▶ Written request
Reproduce the stretch of the records from the line containing "Place a point on each instance of the arched window, one" through the line containing "x=216, y=195", swapping "arched window" for "round window" and keeping everything else the same.

▶ Provided records
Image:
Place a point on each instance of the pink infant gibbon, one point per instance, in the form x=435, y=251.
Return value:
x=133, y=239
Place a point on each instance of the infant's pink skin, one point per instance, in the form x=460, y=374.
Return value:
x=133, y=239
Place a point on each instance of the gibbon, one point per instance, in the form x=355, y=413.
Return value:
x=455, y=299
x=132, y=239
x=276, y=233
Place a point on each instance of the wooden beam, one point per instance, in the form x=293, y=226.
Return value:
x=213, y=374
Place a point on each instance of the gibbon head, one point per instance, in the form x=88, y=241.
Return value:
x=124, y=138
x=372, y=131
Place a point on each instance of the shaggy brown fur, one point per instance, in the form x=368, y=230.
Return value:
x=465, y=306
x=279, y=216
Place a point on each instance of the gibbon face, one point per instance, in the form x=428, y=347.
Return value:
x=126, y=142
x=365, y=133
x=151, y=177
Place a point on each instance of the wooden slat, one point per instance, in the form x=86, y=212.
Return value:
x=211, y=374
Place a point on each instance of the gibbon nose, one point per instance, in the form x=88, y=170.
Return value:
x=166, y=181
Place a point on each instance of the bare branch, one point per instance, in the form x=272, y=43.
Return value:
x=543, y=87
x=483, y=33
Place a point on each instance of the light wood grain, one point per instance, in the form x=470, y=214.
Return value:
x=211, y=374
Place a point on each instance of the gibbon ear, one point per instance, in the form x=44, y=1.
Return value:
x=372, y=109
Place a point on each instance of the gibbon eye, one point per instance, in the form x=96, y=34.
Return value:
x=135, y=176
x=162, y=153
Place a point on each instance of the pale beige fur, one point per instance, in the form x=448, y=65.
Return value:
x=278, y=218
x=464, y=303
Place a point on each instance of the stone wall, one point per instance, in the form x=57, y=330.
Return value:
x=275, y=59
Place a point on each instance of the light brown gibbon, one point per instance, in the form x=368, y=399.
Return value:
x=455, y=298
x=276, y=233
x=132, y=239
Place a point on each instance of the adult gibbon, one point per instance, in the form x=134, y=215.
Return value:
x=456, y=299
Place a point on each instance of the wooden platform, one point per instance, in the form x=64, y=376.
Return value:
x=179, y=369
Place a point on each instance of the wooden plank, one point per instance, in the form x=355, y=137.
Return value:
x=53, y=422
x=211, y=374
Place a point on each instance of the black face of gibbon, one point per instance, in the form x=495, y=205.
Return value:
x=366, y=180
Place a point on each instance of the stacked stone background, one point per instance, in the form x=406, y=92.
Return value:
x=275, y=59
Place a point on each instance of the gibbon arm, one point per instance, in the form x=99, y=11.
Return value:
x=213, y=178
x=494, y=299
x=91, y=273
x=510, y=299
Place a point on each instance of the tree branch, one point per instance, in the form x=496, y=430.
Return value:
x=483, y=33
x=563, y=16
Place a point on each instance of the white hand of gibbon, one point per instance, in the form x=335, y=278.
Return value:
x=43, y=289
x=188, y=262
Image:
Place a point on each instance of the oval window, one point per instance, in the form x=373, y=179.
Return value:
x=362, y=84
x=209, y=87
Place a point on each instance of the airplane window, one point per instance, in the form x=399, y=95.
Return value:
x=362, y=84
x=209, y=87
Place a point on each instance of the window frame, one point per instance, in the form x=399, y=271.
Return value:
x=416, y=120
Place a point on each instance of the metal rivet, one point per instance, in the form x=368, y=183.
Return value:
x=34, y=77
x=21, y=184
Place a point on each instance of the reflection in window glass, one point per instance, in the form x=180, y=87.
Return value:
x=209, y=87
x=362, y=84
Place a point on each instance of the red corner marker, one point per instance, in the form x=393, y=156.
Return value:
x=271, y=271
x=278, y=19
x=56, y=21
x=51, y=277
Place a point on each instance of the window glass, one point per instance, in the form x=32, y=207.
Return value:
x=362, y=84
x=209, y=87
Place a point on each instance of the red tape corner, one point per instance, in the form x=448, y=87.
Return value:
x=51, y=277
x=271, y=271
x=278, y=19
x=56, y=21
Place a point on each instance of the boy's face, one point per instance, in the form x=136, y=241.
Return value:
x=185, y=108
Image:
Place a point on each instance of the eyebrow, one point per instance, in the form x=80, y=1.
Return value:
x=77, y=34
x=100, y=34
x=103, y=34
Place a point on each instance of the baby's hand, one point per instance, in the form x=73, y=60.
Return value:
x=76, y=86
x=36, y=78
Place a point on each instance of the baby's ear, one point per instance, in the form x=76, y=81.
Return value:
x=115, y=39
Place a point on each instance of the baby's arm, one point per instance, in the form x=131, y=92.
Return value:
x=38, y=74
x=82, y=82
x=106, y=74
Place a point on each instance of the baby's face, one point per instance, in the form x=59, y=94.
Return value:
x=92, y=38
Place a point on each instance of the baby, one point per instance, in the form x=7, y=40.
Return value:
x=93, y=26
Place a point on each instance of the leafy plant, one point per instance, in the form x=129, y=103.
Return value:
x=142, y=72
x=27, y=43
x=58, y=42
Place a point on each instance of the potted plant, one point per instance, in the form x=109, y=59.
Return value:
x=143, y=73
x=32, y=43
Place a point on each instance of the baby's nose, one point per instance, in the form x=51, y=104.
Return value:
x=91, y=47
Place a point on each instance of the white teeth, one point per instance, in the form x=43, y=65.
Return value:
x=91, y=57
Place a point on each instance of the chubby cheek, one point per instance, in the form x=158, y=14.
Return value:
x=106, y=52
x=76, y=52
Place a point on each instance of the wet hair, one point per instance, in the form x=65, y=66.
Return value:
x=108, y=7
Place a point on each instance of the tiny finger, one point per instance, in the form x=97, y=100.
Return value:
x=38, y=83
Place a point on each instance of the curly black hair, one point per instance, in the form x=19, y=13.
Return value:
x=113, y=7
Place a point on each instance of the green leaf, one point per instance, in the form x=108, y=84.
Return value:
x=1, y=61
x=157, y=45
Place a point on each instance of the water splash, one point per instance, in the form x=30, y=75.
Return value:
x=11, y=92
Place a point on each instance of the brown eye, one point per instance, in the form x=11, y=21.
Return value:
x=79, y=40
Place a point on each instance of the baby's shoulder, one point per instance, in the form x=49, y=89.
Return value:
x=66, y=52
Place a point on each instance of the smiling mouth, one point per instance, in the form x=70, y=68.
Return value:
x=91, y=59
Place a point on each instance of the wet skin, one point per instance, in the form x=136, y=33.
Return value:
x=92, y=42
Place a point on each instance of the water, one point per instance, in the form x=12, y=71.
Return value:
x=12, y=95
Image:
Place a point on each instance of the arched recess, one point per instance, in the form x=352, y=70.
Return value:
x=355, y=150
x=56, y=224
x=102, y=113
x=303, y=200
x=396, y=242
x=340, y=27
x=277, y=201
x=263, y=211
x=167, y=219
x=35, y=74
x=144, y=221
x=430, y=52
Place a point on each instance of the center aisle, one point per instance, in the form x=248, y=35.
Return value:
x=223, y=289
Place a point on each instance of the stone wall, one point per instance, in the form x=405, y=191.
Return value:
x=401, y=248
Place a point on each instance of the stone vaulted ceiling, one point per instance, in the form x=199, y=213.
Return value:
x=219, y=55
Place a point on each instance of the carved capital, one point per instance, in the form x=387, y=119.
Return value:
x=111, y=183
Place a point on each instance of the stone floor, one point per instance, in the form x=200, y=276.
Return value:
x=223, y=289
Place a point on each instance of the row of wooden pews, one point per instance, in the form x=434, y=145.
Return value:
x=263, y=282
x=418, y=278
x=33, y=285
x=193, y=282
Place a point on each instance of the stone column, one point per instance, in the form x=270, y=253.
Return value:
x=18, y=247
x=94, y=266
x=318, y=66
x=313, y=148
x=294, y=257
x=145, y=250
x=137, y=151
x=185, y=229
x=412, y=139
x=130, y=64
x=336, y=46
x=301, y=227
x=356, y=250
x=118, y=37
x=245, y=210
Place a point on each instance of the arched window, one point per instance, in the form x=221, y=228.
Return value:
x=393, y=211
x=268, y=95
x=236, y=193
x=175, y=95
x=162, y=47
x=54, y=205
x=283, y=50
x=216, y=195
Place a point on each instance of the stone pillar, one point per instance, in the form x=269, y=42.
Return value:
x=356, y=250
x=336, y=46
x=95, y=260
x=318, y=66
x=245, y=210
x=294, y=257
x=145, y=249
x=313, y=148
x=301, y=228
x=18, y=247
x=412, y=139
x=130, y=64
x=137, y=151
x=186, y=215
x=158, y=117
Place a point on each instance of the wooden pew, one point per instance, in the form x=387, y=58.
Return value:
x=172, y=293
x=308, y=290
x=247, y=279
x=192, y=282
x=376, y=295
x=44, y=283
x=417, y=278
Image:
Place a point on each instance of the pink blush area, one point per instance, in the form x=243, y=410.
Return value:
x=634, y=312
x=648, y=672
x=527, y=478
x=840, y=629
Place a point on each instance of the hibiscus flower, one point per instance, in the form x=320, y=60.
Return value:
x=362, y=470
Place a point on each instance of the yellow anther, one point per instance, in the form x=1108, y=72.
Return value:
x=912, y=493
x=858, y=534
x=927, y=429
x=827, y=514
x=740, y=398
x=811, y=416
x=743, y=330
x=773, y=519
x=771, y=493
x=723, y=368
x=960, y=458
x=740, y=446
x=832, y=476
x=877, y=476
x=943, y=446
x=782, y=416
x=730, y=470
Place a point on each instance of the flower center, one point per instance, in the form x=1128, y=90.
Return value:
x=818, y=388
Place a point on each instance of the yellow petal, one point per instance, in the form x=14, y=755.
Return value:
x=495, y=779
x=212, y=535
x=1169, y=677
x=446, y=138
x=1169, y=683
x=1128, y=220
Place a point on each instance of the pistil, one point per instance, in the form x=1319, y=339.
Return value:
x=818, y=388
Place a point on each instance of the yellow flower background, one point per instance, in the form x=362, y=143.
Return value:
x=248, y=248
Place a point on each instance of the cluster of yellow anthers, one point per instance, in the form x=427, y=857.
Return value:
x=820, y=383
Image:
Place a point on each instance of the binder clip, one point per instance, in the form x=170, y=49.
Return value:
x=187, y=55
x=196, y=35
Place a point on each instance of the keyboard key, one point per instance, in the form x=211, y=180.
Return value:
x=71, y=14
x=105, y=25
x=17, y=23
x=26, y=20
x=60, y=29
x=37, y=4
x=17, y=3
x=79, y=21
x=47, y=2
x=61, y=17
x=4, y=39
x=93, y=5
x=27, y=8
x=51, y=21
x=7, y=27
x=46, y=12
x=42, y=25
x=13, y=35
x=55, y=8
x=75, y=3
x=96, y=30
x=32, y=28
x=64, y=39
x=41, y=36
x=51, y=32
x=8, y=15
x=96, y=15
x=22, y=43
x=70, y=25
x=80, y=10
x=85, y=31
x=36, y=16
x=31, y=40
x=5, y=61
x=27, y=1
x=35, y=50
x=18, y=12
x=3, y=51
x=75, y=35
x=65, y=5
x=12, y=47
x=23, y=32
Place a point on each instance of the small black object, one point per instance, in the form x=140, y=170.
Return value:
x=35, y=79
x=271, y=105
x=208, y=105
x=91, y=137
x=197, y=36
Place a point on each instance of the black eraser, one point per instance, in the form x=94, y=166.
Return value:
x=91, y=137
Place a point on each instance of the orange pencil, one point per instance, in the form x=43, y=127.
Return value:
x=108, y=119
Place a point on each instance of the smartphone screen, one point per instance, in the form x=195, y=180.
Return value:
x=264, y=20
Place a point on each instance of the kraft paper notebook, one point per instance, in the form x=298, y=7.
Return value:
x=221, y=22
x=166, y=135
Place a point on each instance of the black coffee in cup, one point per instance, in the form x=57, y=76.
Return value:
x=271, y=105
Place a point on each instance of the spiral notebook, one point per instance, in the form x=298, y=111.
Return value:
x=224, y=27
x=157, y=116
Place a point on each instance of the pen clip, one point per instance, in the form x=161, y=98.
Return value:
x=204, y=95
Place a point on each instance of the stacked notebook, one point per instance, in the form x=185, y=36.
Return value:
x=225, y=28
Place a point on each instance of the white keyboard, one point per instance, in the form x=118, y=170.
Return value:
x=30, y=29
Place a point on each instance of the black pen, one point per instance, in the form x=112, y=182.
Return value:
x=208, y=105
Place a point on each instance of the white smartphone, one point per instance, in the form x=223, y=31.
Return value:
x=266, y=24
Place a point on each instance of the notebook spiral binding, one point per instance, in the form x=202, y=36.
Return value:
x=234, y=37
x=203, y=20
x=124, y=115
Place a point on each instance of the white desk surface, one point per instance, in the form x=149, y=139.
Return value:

▶ Answer to this task
Place a point on each instance of the round window, one point per instance, in the form x=221, y=228.
Return value:
x=393, y=211
x=268, y=95
x=236, y=193
x=175, y=95
x=162, y=47
x=54, y=205
x=283, y=50
x=216, y=195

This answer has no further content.